* [Tasks to complete]:
**a.** According to the article on Antarctic sea ice, how much faster is the Arctic losing sea ice than the Antarctic is gaining it?
**b.** Please reproduce the part of the article on Antarctic sea ice starting with "The extent of" and going on through "into the ocean.", word for word.
**c.** Write the next part of the article on Antarctic sea ice, picking up after its final sentence.

___ Excerpted passage

An icy conundrum solved
THE mystery of the expansion of sea ice around Antarctica, at the same time as global warming is melting swaths of Arctic sea ice, has been solved using data from US military satellites.
Two decades of measurements show that changing wind patterns around Antarctica have caused a small increase in sea ice, the result of cold winds off the continent blowing ice away from the coastline.“Until now these changes in ice drift were only speculated upon using computer models,” said Paul Holland at the British Antarctic Survey. “Our study of direct satellite observations shows the complexity of climate change.
“The Arctic is losing sea ice five times faster than the Antarctic is gaining it, so, on average, the Earth is losing sea ice very quickly. There is no inconsistency between our results and global warming.”
The extent of sea ice is of global importance because the bright ice reflects sunlight far more than the ocean that melting uncovers, meaning temperature rises still further. This summer saw a record low in Arctic sea ice since satellite measurements began 30 years ago.
Holland said the changing pattern of sea ice at both poles would also affect global ocean circulation, with unknown effects. He noted that while Antarctic sea ice was growing, the Antarctic ice cap — the glacier and snow pack on the continent — was losing mass, with the fresh water flowing into the ocean.

______
___ Data extract

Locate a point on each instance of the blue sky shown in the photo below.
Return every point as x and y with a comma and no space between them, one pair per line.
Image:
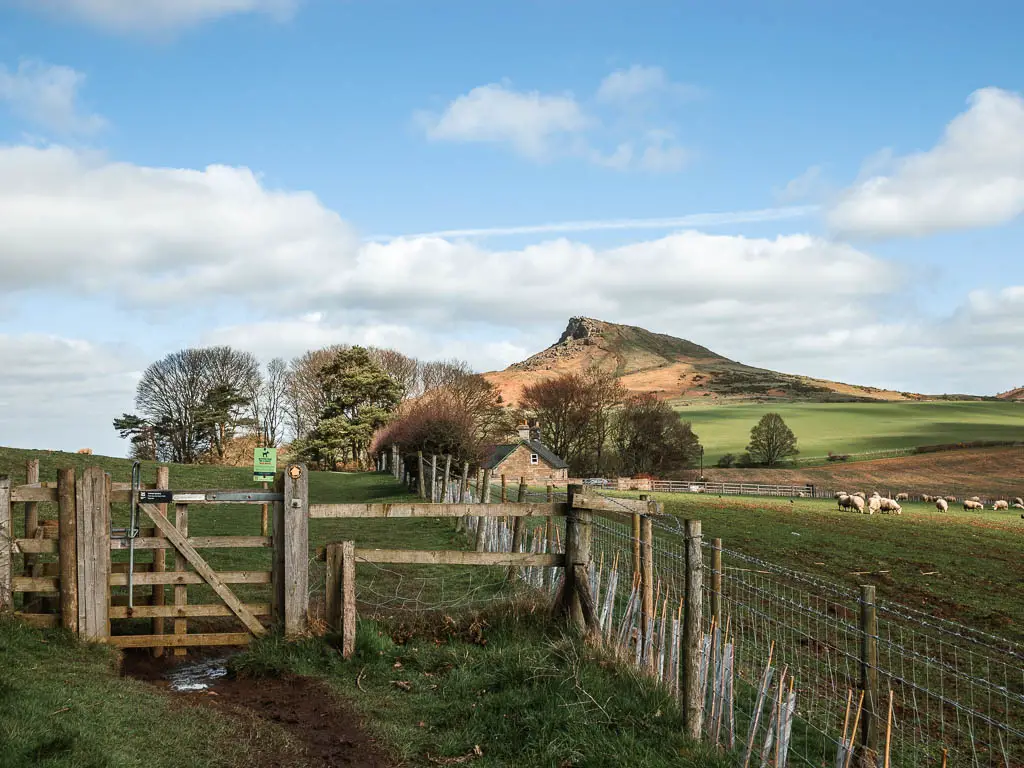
175,174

______

* [Written answers]:
**a.** Five times faster.

**b.**
The extent of sea ice is of global importance because the bright ice reflects sunlight far more than the ocean that melting uncovers, meaning temperature rises still further. This summer saw a record low in Arctic sea ice since satellite measurements began 30 years ago.
Holland said the changing pattern of sea ice at both poles would also affect global ocean circulation, with unknown effects. He noted that while Antarctic sea ice was growing, the Antarctic ice cap — the glacier and snow pack on the continent — was losing mass, with the fresh water flowing into the ocean.

**c.**
The research on Antarctic sea ice, published in Nature Geoscience, revealed large regional variations. In places where warm winds blowing from the tropics towards Antarctica had become stronger, sea ice was being lost rapidly. But in other areas, sea ice was being added as sea water froze behind the ice being blown away from the coast. The net effect is that there has been an extra 17,000 sq km of sea ice each year since 1978. Antarctica is a continent surrounded by an ocean, whereas the Arctic is an ocean surrounded by a continent. For that reason, said Holland, sea ice was not able to expand by the same mechanism in the Arctic as at the southern pole, because if winds pushed the ice away from the pole it quickly hit land.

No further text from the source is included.